Some 79% of European banks are currently in the process of migrating cards platforms according to the 4th annual cards migration report published by TietoEVRY. The research assesses the state of migration to new cards platforms among banks in Europe and this year’s figure is significantly up from 60% just two years ago.
4th annual cards migration report – other key takeaways
- A majority of banks (56%) currently in the migration process prefer a gradual implementation of the new card platform as opposed to a one-and-done switch;
- 45% of banks in the migration process choose to work with external partners to ease certification of car schemes and provide expertise in migration processes, and
- The key driver of migration (60%) is that existing legacy systems no longer serve modern-day needs.
Tietoevry says its research findings reflect the growing complexity of the modern payments landscape. In addition to familiar card payment methods such as credit and debit, modern-day payments such as A2A (account-to-account), instant payments, Request to Pay (R2P), e- and m-Commerce have created new demands on legacy systems, which often can’t hold up.

++++++

TASK INSTRUCTIONS:
A. In the listing, identify each line that contains the string "yellow" and copy those lines.
B. Extend the text on European banks' migration to new cards platforms by writing what comes after its final sentence.
The listing that comes next is unrelated to the cards migration text.

++++++

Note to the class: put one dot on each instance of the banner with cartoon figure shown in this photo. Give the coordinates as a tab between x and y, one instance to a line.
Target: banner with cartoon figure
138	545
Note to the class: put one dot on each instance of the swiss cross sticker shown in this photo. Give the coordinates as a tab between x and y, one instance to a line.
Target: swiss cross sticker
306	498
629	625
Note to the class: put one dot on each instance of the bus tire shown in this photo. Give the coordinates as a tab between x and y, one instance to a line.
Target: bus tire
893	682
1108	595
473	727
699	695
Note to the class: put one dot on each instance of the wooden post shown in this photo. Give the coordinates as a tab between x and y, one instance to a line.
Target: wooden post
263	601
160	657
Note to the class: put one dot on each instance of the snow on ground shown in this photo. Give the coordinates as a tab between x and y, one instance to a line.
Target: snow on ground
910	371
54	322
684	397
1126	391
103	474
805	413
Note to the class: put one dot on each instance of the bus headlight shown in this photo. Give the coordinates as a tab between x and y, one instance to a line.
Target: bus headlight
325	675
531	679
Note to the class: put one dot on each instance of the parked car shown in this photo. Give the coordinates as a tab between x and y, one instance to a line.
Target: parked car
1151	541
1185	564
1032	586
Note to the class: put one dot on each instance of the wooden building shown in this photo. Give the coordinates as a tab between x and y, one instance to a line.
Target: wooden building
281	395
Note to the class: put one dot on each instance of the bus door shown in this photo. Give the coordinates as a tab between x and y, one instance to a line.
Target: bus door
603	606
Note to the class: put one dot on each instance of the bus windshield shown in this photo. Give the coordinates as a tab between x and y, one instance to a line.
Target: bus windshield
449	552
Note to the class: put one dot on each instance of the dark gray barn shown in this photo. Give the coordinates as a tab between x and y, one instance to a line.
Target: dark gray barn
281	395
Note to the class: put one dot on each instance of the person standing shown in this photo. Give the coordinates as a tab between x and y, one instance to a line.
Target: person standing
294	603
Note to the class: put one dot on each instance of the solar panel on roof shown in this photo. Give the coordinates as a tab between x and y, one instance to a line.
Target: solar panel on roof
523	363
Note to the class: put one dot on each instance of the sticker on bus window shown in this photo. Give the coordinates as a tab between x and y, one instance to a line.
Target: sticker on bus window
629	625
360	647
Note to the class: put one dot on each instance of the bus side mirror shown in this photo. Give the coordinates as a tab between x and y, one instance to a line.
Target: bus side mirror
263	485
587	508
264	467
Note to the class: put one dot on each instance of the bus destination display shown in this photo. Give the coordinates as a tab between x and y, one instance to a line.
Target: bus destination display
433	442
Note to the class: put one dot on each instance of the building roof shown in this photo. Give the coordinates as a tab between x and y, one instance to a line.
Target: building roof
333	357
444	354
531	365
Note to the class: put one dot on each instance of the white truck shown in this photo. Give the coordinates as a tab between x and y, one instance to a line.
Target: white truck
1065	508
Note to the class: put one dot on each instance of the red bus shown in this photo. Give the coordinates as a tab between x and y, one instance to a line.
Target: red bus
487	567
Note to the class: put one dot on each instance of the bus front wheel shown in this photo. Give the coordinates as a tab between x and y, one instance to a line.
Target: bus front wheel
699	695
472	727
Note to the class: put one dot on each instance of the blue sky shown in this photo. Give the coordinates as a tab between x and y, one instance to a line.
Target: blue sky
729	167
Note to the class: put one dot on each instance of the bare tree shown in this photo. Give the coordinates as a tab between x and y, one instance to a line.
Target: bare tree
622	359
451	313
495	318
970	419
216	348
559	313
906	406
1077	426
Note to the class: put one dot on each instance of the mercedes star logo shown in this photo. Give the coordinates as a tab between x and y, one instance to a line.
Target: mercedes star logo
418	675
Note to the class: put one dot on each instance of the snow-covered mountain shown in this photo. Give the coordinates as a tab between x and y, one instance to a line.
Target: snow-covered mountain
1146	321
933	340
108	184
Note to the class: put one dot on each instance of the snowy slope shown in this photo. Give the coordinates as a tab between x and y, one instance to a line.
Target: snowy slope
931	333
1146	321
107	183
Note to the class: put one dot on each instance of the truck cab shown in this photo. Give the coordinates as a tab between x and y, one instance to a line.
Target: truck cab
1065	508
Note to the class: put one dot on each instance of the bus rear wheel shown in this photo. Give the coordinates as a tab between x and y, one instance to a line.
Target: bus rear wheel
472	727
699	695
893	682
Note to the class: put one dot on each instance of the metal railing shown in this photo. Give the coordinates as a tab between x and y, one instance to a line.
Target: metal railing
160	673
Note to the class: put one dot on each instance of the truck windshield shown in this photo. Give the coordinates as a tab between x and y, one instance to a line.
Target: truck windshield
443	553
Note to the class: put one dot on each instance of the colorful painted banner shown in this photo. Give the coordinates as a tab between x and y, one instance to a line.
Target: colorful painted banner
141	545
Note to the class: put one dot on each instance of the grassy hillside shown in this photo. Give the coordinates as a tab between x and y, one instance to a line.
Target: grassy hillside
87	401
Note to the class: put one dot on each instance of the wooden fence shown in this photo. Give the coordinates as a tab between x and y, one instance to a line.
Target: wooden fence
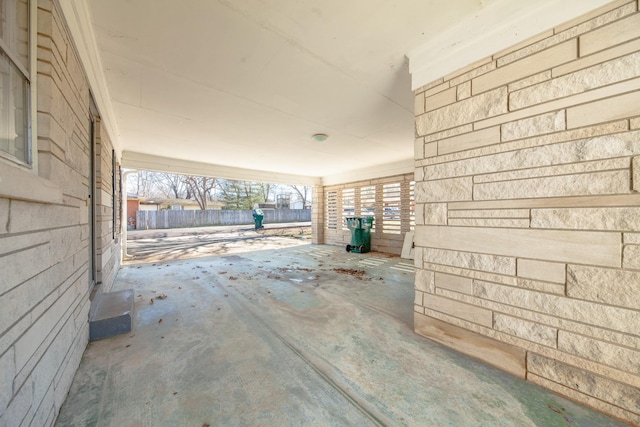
151	220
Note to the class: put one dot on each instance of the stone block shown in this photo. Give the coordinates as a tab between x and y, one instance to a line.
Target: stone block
431	149
533	126
622	358
601	183
425	281
493	213
417	300
613	71
440	99
542	270
444	190
464	91
609	219
585	382
469	141
597	58
524	329
419	213
418	257
558	104
631	238
418	148
4	215
429	85
20	266
489	222
617	107
504	356
449	133
435	214
436	89
561	169
472	70
556	309
478	107
471	261
521	49
19	408
580	247
7	373
454	283
610	35
529	81
631	257
537	156
608	286
541	286
635	168
528	66
468	312
419	104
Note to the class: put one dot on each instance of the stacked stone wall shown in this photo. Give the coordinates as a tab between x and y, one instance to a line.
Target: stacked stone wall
528	212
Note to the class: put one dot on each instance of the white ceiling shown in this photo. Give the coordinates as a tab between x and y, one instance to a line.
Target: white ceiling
246	83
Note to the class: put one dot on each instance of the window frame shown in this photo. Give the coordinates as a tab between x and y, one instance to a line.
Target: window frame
29	77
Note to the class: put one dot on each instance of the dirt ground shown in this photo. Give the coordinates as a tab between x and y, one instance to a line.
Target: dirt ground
183	243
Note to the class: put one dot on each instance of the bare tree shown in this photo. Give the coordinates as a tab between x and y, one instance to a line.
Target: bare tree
304	193
265	190
200	188
173	186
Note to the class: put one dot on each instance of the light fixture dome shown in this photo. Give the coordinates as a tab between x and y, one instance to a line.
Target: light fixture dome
320	137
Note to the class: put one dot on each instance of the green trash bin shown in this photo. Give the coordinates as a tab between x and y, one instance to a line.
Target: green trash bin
258	216
360	233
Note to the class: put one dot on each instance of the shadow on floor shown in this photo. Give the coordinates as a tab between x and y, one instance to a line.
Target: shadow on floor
307	335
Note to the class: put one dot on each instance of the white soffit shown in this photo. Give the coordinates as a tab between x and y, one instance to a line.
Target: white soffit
142	161
78	19
500	25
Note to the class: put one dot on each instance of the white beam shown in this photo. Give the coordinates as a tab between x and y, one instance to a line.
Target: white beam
500	25
78	19
379	171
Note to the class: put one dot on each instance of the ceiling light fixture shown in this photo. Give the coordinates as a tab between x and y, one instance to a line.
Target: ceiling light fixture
320	137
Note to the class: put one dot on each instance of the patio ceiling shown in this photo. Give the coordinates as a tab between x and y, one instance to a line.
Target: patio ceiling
238	87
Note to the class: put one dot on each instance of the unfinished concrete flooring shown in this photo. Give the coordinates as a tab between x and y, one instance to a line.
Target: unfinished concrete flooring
308	335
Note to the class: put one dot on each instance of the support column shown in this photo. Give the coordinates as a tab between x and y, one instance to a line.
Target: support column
317	215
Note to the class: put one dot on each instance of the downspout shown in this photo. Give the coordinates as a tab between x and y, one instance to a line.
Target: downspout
125	223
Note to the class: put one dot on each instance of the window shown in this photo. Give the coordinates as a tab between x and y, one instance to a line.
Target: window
368	203
348	205
391	214
332	210
412	205
14	81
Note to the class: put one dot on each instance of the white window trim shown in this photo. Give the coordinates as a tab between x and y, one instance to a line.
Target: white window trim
31	163
33	89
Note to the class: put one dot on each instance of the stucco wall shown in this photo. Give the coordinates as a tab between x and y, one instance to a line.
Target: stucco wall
528	235
388	199
44	289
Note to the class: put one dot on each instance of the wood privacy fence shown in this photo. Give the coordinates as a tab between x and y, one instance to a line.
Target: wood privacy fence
151	220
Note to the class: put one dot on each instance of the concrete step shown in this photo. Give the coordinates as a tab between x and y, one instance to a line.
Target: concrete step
113	315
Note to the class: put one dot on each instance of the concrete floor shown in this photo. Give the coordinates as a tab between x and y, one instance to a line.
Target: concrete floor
291	337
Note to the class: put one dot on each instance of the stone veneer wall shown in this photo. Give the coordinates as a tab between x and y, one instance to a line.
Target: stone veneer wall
528	243
334	231
44	290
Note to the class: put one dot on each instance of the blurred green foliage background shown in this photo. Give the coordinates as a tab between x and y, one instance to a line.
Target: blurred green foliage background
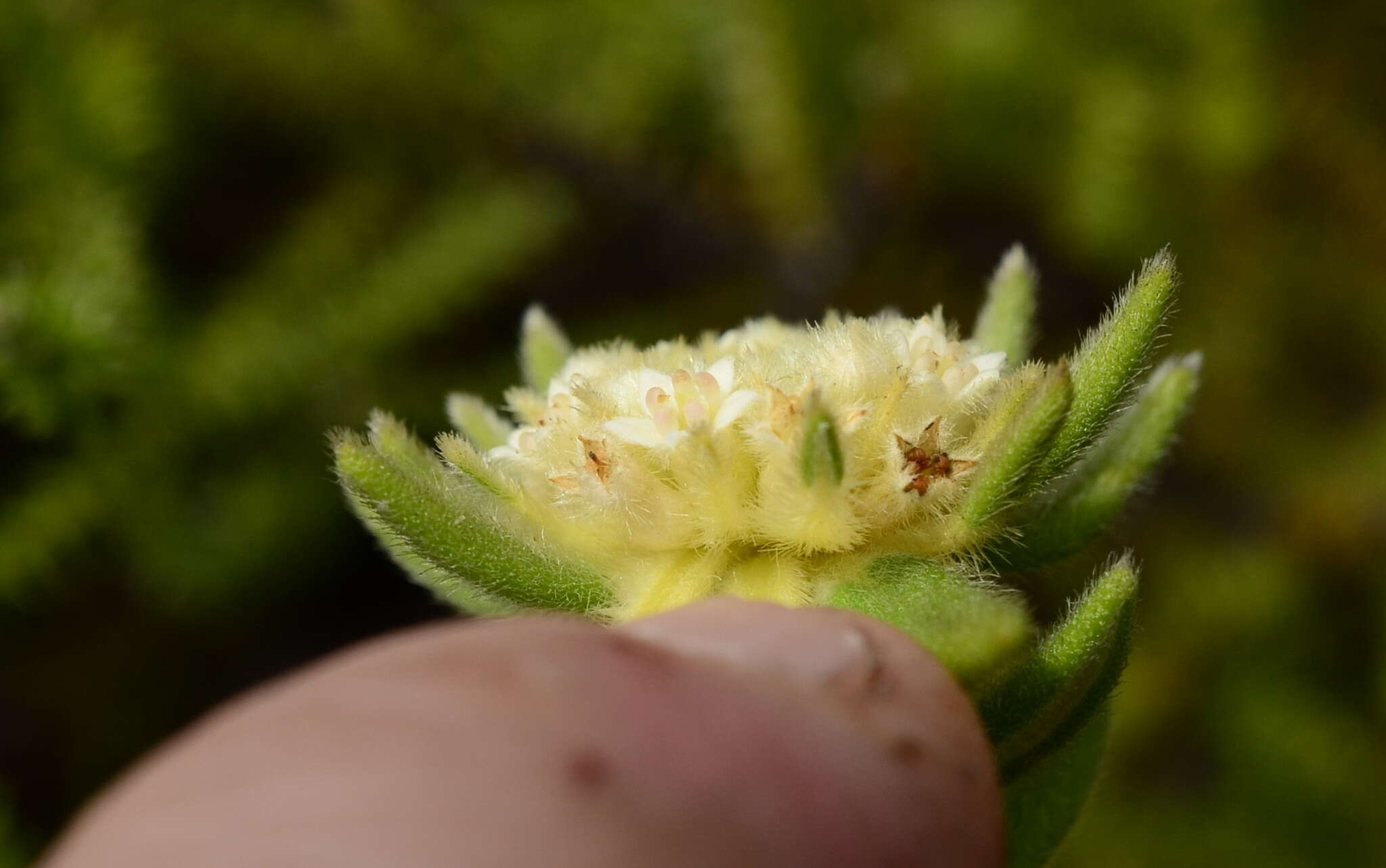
229	227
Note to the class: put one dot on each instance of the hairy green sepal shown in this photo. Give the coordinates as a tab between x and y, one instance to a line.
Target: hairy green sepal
972	627
453	533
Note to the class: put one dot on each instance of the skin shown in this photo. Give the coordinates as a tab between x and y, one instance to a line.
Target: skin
723	734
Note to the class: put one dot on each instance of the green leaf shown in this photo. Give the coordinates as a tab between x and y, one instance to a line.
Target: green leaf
1100	486
1006	318
821	459
1111	358
1047	699
457	531
1004	469
543	348
975	629
477	421
1046	800
460	594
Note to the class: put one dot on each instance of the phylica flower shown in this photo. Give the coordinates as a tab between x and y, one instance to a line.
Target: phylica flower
775	461
690	466
885	465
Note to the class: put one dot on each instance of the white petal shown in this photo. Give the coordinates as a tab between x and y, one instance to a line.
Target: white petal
990	361
632	430
734	408
724	371
653	379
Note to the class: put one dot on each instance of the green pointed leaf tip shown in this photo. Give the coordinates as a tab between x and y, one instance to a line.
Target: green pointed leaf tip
465	597
543	348
465	534
1006	318
975	629
1052	693
821	459
477	421
1091	497
1111	358
1023	441
1044	802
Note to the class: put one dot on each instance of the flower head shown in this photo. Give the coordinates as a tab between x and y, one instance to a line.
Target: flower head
695	451
885	465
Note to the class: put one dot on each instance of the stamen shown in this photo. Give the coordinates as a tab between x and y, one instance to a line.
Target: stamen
695	412
666	419
709	386
654	398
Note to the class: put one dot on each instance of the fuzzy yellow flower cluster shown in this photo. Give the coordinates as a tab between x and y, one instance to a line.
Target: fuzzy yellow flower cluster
694	467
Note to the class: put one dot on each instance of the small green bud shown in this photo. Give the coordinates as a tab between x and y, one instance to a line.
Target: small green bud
1111	358
1100	486
1004	470
543	348
477	421
1006	318
821	459
1048	698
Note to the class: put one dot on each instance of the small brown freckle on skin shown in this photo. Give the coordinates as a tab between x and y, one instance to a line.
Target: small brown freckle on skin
907	752
589	770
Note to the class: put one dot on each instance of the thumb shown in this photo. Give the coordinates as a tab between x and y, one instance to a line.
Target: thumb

++++++

EXERCISE RESPONSES:
A.
Note to the class: put one dot on each instance of the fuzzy yellow flower cluster shown in this photo. Give the coordinates as a tab between x and y, one instance to a line.
Target: fuzzy yellow flower cluster

B.
Regulatory headwinds boost the need to upgrade systems
At the same time, regulations such as SCT-Inst and PSD3 add urgency to the need to upgrade systems to facilitate flexibility in the evolving payments landscape.
Olexander Osadchuk of the Ukrainian Processing Center (UPC) confirmed that compliance and fast-rising business volumes had driven their decision to migrate to new card systems: “We needed a system that is fully PCI DSS compliant and also compliant with the requirements of international payment systems. That, together with the complexity of our legacy systems and growing business volumes, persuaded us of the need to change two years ago.”
Rising cost pressures of maintaining legacy platforms
Banks are feeling the pressure to begin migration processes, as the cost of migration is expected to rise as time passes. A study by McKinsey found that some banks are already spending up to 70% of their IT budget on the maintenance of legacy platforms.
“Consultants and analysts have been pointing out for some time that legacy systems are too expensive and time-consuming to maintain. Now it looks as though the speed and scope of change in the payments market have driven banks to the same conclusion,” said Valdis Janovs, Head of Instant, Retail Payments and Cards at Tietoevry Banking.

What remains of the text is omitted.